_Record set_.
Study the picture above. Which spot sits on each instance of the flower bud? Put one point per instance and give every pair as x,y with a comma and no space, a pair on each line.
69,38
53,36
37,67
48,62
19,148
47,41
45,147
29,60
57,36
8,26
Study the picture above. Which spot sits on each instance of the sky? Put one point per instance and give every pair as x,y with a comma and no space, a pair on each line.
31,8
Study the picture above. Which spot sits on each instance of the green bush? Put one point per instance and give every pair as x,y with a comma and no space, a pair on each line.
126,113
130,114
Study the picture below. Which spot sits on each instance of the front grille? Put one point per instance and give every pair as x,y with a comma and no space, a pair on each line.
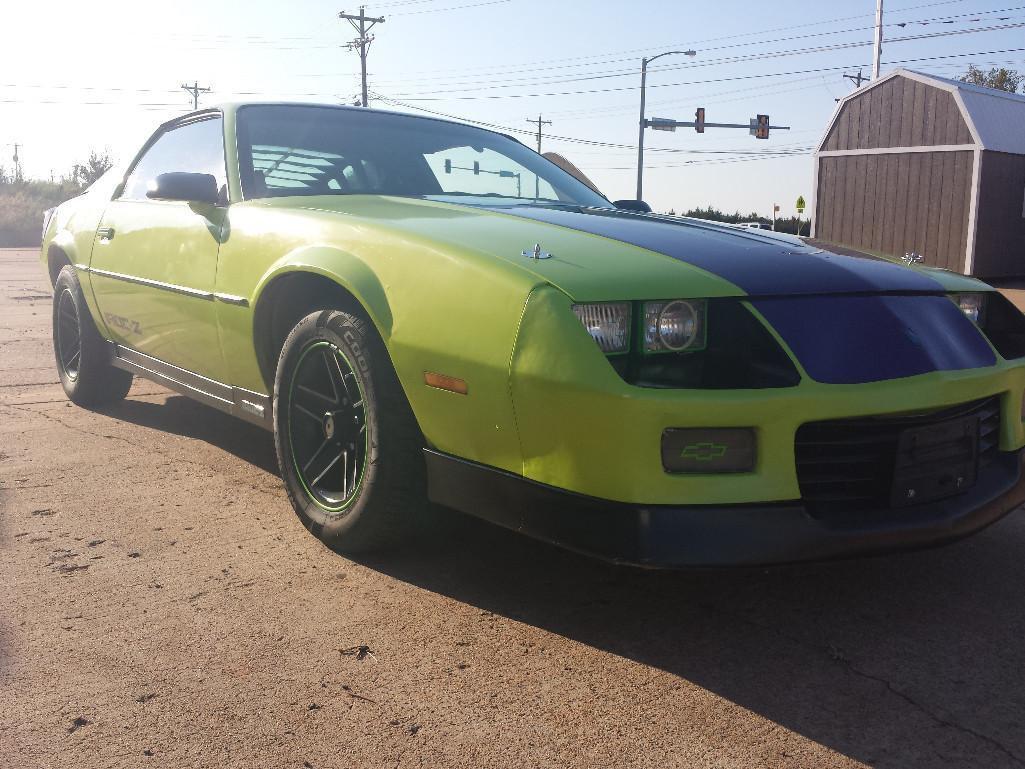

_Set problem_. Express all the records above as a JSON list of strings, one string per line, with blank lines left out. Leave the pictures out.

_Full output_.
[
  "Study the picture above. Which spot sits on each instance of the flower bud? Put one point per instance and give every pair as x,y with a comma and no space, a pair on each line.",
  "69,38",
  "53,36",
  "37,67",
  "48,62",
  "19,148",
  "47,41",
  "45,147",
  "29,60",
  "57,36",
  "8,26",
  "Study the picture above. Which spot sits on each instance of the sky? Put one point per instance and give every pair as x,y with a comma and no space, a pair on each line.",
  "31,8",
  "Study the picture above. Which spot sits on each instance of the green bush? Put one point per instance and give every pair as x,y with a comma and no space, a pair on each line.",
  "126,113",
  "130,114",
  "Study the picture below. Which spot sits on each instance of the front grille? Put one point per instance and give every pair as x,y with a comma and no space, a pair on each line."
]